- Document -
Schema Drift: Why Your AI Agent's Free-API Integration Will Quietly Break

Your integration works. Tests pass. The agent ships. Three weeks later a user pings you: "the price says $0.00, did something break?" You check the dashboard, everything is green. You hit the upstream API directly, the data is there. You read the code, the code is fine. Then you notice it: the field used to be last_price, and now it is lastPrice. No deprecation. No changelog entry. The free API just shipped a "small refactor" on a Tuesday and nothing on your end told you.

This is schema drift. It is the single most reliable way that integrations with free public APIs fail in production, and it is especially nasty for AI agents because agents do not bounce off bad data the way humans do. A human looks at "$0.00 BTC" and laughs. An agent reads "$0.00 BTC" and confidently writes "Bitcoin has crashed to zero" into a research summary. Garbage in, plausible-sounding garbage out, no error surfaced anywhere.

I run the API layer for TerminalFeed. We aggregate 30+ free upstream APIs through a single Cloudflare Worker. We have absorbed every flavor of schema drift you can think of (and a few you can't). What follows is the playbook we converged on after enough 3am alerts to know what works.

Three flavors of drift, ranked by sneakiness

It helps to name the failure modes. Schema drift is not one thing.

1. Shape drift. A field gets renamed, moved, or wrapped. price becomes data.price. users becomes { items: users, total: 50 }. The old key returns undefined. This is the loudest of the three because anything that calls a method on the missing field crashes immediately. You want this kind. It is honest.

- Required tasks -
a. Copy the schema drift article word for word from "This is schema" to "error surfaced anywhere.".
b. Pick up the schema drift article after its last sentence and keep writing it.
You won't need the listing for any of this.

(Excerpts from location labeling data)
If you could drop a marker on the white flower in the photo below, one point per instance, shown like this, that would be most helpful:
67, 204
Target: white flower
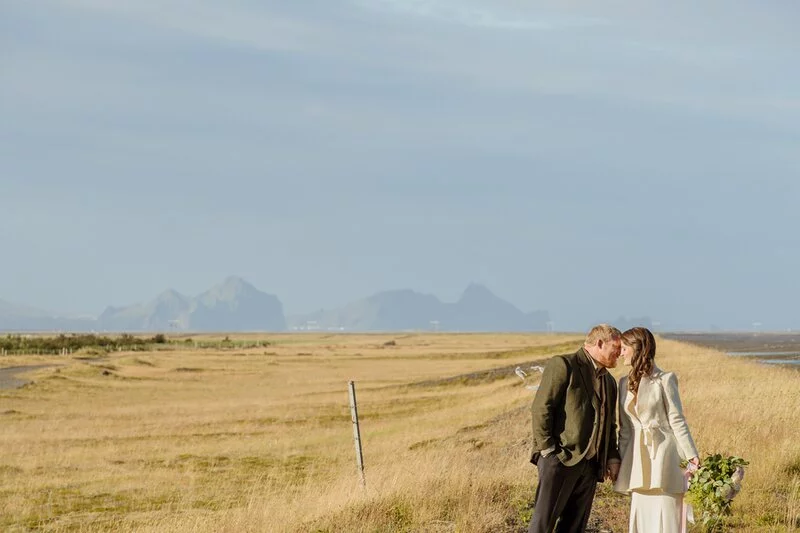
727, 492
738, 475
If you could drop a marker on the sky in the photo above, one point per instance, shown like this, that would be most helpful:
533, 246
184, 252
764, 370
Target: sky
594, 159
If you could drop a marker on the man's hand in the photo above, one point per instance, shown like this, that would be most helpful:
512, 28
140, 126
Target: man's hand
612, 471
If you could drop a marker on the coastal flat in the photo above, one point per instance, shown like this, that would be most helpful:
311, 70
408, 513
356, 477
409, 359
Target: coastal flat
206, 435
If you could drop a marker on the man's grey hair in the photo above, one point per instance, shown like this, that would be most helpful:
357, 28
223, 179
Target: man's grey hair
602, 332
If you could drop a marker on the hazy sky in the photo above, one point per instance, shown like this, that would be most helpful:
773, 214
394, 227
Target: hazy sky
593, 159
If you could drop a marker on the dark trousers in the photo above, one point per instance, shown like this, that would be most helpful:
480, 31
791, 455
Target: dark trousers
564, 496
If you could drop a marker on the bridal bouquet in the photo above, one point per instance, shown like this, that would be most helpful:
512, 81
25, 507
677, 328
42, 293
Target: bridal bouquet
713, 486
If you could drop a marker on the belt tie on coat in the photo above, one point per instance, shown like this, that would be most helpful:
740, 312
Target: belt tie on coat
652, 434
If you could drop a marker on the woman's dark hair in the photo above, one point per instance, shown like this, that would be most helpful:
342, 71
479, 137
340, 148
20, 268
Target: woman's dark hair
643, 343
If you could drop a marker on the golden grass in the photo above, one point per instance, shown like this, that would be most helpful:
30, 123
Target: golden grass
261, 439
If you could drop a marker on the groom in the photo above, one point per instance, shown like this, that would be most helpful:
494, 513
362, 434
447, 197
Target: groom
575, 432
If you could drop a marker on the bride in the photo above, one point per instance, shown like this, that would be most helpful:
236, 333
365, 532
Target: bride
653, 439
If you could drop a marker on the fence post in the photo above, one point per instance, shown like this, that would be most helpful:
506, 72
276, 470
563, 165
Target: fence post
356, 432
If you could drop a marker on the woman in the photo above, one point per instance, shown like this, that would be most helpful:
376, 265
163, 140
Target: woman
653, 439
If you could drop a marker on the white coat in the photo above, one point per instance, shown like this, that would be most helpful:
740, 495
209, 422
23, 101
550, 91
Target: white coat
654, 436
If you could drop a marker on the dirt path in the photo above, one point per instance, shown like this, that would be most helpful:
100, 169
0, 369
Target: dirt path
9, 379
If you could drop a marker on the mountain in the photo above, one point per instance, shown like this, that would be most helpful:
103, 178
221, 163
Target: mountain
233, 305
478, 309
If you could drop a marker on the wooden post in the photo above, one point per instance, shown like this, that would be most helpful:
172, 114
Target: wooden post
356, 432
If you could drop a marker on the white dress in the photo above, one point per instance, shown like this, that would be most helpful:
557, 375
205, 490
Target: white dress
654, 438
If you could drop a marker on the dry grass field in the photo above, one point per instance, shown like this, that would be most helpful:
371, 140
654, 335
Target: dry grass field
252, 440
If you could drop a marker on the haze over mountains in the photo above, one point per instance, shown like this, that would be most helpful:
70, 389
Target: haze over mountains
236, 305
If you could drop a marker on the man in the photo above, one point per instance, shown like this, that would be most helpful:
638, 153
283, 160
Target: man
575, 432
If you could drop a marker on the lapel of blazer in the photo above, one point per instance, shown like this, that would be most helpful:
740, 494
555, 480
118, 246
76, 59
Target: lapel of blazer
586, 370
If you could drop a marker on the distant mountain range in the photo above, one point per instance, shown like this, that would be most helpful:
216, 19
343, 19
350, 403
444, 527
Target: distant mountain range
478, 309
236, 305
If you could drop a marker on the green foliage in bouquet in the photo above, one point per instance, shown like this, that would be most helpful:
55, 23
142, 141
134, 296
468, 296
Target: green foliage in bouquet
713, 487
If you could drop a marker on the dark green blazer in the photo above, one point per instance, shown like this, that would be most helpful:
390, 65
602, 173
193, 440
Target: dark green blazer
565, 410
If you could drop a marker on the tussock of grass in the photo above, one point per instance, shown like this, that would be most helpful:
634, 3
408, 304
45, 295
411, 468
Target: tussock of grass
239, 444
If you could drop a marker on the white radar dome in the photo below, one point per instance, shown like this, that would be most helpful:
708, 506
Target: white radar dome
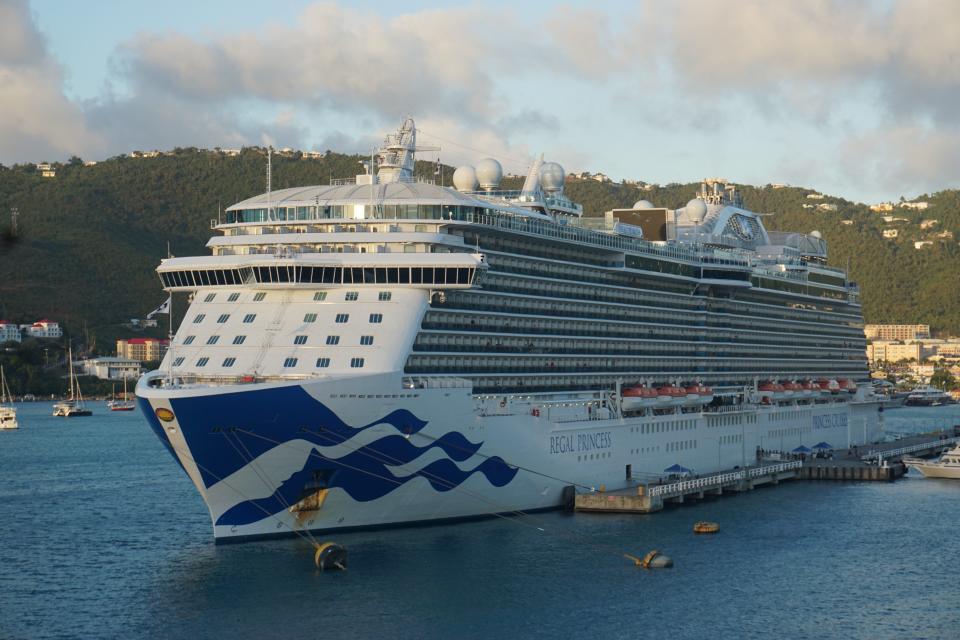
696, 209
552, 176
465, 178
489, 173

* * *

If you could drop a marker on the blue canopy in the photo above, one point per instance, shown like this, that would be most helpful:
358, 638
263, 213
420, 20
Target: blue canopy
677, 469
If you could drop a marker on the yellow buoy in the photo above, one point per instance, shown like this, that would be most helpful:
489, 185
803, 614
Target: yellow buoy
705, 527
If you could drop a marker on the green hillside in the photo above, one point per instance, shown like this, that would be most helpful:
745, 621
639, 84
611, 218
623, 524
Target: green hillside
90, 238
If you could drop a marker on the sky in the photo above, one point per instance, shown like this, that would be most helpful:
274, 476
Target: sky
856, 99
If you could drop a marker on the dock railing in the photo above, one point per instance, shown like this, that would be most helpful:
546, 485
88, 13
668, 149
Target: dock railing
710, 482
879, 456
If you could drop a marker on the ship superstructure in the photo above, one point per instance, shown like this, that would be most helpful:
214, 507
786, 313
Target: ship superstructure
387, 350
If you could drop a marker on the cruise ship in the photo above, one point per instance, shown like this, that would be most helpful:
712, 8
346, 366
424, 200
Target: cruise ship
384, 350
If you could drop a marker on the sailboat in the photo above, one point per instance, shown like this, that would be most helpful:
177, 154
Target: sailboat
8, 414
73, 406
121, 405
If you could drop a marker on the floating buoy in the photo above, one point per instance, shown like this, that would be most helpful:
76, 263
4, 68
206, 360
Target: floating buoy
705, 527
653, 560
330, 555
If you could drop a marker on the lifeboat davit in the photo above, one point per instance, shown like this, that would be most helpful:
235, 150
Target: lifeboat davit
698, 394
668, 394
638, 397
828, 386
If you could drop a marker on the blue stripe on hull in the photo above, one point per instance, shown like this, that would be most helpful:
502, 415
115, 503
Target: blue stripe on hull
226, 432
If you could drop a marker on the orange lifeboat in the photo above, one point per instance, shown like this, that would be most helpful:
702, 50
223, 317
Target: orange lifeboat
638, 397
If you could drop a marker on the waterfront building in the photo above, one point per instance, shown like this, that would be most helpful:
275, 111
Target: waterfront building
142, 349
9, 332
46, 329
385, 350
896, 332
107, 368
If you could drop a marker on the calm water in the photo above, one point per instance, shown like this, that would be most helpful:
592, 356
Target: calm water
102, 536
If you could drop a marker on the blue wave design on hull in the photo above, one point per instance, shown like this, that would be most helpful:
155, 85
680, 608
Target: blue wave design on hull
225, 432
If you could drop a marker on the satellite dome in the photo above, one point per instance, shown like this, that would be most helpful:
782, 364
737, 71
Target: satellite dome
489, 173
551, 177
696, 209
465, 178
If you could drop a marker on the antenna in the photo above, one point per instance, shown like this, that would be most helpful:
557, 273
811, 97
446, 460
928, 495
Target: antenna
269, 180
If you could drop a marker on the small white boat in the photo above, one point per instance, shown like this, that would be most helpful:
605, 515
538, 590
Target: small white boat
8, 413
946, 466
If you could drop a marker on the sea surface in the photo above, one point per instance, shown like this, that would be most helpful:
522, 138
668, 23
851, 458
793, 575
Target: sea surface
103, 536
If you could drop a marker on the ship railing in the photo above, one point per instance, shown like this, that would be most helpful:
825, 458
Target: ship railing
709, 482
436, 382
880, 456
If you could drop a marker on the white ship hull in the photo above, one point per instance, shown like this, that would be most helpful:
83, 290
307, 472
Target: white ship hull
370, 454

- Answers for this exercise -
a.
This is schema drift. It is the single most reliable way that integrations with free public APIs fail in production, and it is especially nasty for AI agents because agents do not bounce off bad data the way humans do. A human looks at "$0.00 BTC" and laughs. An agent reads "$0.00 BTC" and confidently writes "Bitcoin has crashed to zero" into a research summary. Garbage in, plausible-sounding garbage out, no error surfaced anywhere.

b.
2. Type drift. A field keeps its name but changes its type. price goes from a number to a string ("$77,401.23"). timestamp goes from seconds to milliseconds. active goes from a boolean to "true" / "false" strings. Your code does not crash, it just produces nonsense. price * quantity silently concatenates. new Date(timestamp) returns a date in 1970 or in the year 4516. The data flows through your system looking valid.

3. Semantic drift. The field, the type, and the value all look right. The meaning has changed. volume used to be 24-hour trailing volume, now it is rolling 1-hour volume. change used to be a percentage, now it is a basis point delta. status values "open" and "closed" got joined by "pre_market" and "post_market" and your switch statement falls through to the default branch. Nothing alerts. Your dashboard just lies.

Shape drift you catch with null checks. Type drift you catch with type assertions. Semantic drift you do not catch without a human on the other end of an alert, which is the painful truth nobody wants to write down.

Why agents make all of this worse

If a human is consuming the API output, they have priors. They know BTC is not actually at $0.00, they know the S&P 500 is not at 4 points, they know "open" was the old enum value. They will catch a lot of drift just by squinting at the screen.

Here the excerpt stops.